*** Given text ***

Derek Smith, one of the medics, testified on Thursday that he found Mr Floyd without a pulse and believed him to be already dead by the time he got there, and didn’t believe officers had given him any medical aid.

“In lay terms, I thought he was dead,” Mr Smith, a Hennepin County paramedic, told the jury. “When I arrived to the scene there were no medical services being provided to the patient,” he added.

Mr Pleoger, the retired sergeant, described the many factors which go into the Minneapolis Police Department (MPD)’s use of force policy, where officers are trained to use a “critical thinking model” and adjust their tactics with new information as an arrest unfolds. This can include whether the scene of the arrest is secure from bystander interference and the state of a suspect’s health.

The former sergeant agreed with a question from defence attorney Eric Nelson that there are times when officers need to do “very violent things” as part of a “dangerous job.” Sometimes, Mr Pleoger said, a knee on the neck can be considered a “reasonable” use of police force to subdue someone “until you get control of the party.”

***

Continue the courtroom testimony passage about Mr Floyd's arrest, picking up after its final sentence.

*** Supplied information ***

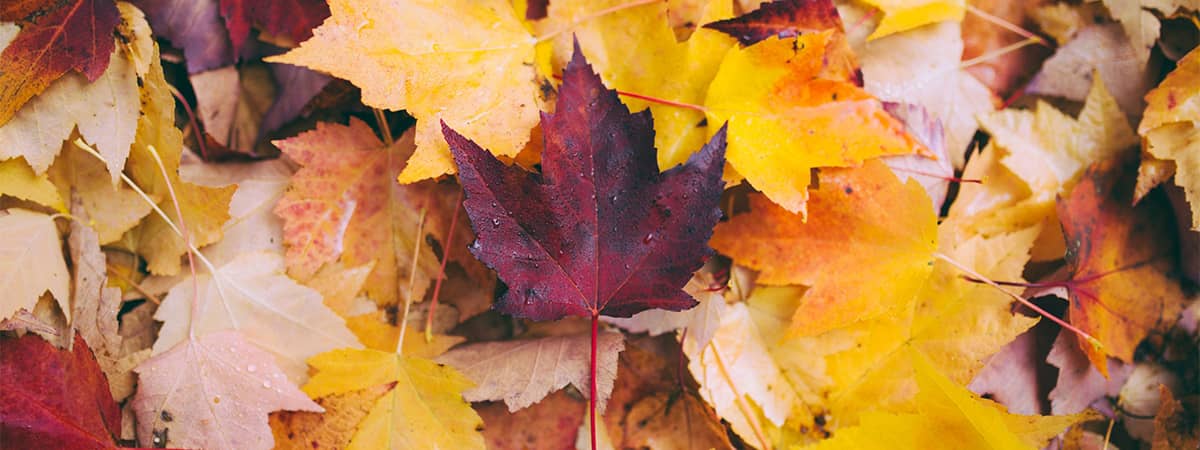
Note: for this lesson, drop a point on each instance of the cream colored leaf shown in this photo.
(479, 79)
(31, 262)
(111, 210)
(522, 372)
(251, 226)
(214, 393)
(251, 294)
(737, 369)
(701, 321)
(17, 179)
(921, 66)
(106, 111)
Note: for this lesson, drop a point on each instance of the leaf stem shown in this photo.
(999, 52)
(412, 283)
(592, 378)
(1006, 24)
(1029, 304)
(442, 271)
(592, 16)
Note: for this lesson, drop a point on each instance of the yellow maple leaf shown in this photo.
(865, 225)
(156, 151)
(479, 79)
(667, 69)
(785, 119)
(906, 15)
(1171, 131)
(424, 409)
(948, 417)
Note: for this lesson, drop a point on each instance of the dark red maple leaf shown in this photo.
(600, 231)
(54, 399)
(54, 37)
(783, 18)
(291, 18)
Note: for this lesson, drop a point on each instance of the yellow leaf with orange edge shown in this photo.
(154, 166)
(1121, 261)
(345, 207)
(424, 409)
(864, 226)
(785, 119)
(666, 69)
(947, 415)
(479, 79)
(859, 367)
(1170, 129)
(906, 15)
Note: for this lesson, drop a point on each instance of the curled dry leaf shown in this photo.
(523, 372)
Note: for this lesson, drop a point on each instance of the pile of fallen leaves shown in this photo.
(599, 223)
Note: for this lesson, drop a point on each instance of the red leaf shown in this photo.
(52, 41)
(193, 25)
(600, 231)
(292, 18)
(783, 18)
(54, 399)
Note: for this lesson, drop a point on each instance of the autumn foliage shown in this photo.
(599, 223)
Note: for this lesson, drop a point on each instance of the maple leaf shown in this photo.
(786, 119)
(329, 430)
(523, 372)
(196, 28)
(918, 66)
(1011, 377)
(780, 18)
(423, 409)
(55, 37)
(1119, 257)
(553, 423)
(701, 322)
(906, 15)
(670, 72)
(345, 205)
(480, 79)
(96, 306)
(948, 417)
(251, 226)
(105, 108)
(1079, 382)
(293, 19)
(213, 391)
(735, 369)
(154, 166)
(31, 262)
(1170, 130)
(1101, 48)
(111, 210)
(17, 179)
(879, 223)
(616, 235)
(251, 294)
(1049, 149)
(54, 397)
(791, 18)
(934, 175)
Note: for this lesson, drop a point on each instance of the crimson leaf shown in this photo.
(600, 231)
(783, 18)
(54, 399)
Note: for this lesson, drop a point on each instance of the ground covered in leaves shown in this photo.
(600, 223)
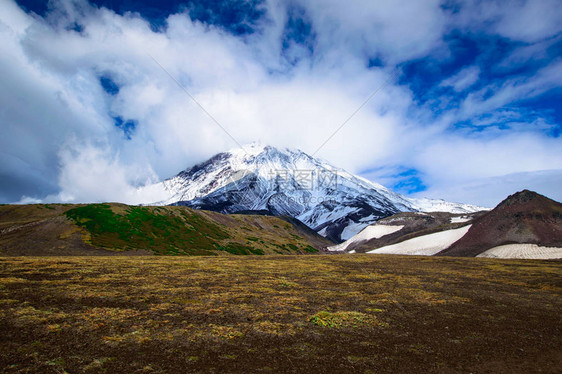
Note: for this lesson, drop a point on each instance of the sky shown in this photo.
(464, 97)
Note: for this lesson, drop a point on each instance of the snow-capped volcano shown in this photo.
(330, 200)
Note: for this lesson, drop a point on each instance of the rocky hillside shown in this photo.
(525, 217)
(107, 229)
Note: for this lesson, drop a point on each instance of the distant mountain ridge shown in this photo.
(331, 201)
(525, 217)
(524, 225)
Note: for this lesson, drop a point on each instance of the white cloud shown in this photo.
(491, 191)
(519, 20)
(60, 139)
(463, 79)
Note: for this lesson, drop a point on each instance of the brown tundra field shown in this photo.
(279, 314)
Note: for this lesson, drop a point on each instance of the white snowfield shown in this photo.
(460, 219)
(369, 232)
(523, 251)
(426, 245)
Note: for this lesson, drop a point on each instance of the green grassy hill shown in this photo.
(62, 229)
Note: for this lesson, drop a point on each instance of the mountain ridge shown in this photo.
(330, 200)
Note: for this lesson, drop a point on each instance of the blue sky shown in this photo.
(472, 111)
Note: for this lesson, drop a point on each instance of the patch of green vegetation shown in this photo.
(157, 230)
(340, 319)
(239, 249)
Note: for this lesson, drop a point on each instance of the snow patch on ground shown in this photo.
(426, 245)
(460, 219)
(524, 251)
(369, 232)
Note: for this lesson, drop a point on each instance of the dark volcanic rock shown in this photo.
(524, 217)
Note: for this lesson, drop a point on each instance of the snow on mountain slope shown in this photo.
(370, 232)
(330, 200)
(426, 245)
(523, 251)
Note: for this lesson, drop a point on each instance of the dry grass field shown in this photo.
(271, 314)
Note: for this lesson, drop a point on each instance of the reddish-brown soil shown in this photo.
(525, 217)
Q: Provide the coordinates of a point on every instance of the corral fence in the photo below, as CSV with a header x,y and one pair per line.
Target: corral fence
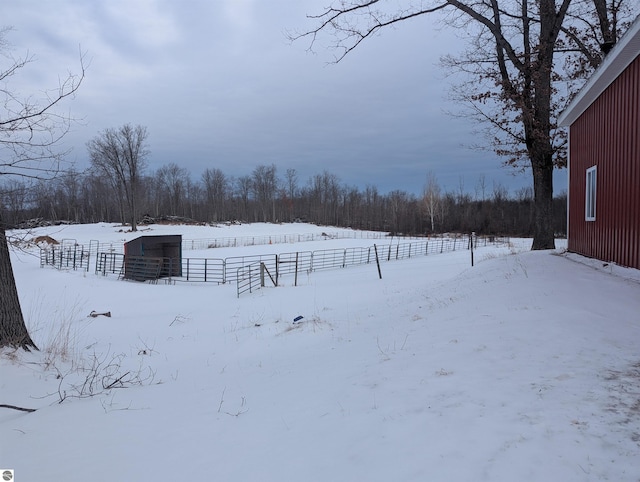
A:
x,y
248,272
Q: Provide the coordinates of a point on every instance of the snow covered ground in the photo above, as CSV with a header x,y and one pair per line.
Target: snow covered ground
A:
x,y
524,367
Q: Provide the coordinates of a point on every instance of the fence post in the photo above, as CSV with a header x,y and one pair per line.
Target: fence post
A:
x,y
377,261
471,246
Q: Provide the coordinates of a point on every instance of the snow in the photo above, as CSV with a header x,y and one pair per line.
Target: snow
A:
x,y
524,367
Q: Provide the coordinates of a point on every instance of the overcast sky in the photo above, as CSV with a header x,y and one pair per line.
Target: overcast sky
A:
x,y
218,85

***

▶ [Response]
He also walked the court through other aspects of the use of force policy, such as how it is balanced with officers’ obligations to render medical care. MPD policy, for instance, requires officers to give medical aid when possible after calling for an ambulance.

Officers are also trained with information about the so-called “recovery position,” Mr Pleoger continued, a sideways prone position that allows people in custody to breathe more easily, and positional asphyxia, when someone’s body position prevents them from getting enough air.

According to police body camera footage, Mr Floyd told officers 27 times that he couldn’t breathe and asked to be let up, but was kept on the ground.

Officers are also required under department policy to call a supervisor on the scene for an initial review when force is used, such as handcuffs, injury to a person in custody, or an officer’s gun is drawn — all of which took place during Mr Floyd’s arrest.

A 911 dispatcher named Jena Scurry was the first to call Mr Pleoger onto the scene for a force review after watching the arrest play out on a city security camera feed.

“My instincts were telling me something is wrong, something is not right. I don’t know what, but something was not right,” she said on Monday. “It was an extended period of time.”

Thursday’s proceedings also delved into the other main question of the trial: what actually caused George Floyd’s death. The defence has argued that pre-existing medical conditions and drugs in Mr Floyd’s system during his arrest, rather than the knee on his neck, caused his death.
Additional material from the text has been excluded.